▶ Recorded information
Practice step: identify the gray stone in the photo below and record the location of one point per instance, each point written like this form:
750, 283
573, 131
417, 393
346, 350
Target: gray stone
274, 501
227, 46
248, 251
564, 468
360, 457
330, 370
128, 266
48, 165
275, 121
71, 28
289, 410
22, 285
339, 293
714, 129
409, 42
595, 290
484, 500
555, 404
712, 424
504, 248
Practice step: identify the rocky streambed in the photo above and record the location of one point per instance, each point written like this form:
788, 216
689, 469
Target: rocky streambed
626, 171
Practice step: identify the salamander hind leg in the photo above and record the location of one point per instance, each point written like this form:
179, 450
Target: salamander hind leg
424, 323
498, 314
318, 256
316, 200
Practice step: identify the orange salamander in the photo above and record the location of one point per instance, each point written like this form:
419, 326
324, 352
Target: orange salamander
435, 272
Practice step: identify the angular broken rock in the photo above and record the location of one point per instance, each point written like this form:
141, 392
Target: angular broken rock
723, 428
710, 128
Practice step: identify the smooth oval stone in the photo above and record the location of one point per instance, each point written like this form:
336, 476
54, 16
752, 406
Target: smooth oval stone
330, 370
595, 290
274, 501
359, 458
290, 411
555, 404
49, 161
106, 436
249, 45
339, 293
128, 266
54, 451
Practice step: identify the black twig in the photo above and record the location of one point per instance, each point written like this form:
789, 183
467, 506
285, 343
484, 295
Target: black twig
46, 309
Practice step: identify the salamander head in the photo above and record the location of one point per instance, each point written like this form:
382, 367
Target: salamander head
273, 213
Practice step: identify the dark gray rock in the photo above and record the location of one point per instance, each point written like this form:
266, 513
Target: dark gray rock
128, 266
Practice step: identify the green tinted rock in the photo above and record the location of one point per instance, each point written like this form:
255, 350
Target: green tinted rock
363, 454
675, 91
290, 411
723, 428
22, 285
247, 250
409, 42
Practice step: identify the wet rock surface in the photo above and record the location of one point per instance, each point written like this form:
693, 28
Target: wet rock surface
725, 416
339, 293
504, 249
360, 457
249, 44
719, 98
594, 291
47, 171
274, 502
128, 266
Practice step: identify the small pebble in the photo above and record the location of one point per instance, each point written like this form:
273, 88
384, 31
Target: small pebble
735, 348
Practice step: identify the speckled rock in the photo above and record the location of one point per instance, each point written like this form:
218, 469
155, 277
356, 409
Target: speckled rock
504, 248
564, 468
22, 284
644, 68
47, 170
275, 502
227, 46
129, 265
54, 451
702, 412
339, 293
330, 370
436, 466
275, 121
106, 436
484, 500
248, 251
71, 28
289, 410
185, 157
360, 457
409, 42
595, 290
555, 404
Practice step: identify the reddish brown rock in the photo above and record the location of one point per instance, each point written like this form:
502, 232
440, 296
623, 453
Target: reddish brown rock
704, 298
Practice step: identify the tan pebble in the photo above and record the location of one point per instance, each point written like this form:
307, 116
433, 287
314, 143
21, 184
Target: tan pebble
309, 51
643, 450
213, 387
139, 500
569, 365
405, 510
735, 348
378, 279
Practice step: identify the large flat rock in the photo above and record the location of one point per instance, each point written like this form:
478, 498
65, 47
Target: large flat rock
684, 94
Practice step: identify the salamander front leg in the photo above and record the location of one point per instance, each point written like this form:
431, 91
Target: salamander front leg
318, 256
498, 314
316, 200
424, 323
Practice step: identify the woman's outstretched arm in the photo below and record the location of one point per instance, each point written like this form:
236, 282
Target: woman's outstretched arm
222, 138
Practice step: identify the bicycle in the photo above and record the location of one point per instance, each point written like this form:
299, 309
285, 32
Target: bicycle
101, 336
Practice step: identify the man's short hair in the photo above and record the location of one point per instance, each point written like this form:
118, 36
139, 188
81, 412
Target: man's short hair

▶ To do
Edit everything from the line containing "Practice step: identify the bicycle" down to the end of the items, replacing "short hair" with "dark hair" and leaving all else unchanged. Reproduce only those lines.

▶ Reply
Practice step: identify the bicycle in the photo above and record the location of one point per instance, each point written like this form:
299, 309
285, 32
Target: bicycle
101, 336
Practice step: identify the man's dark hair in the photo above and record the location of one point per instance, each point written like this form:
118, 36
139, 188
81, 412
Target: man's dark hair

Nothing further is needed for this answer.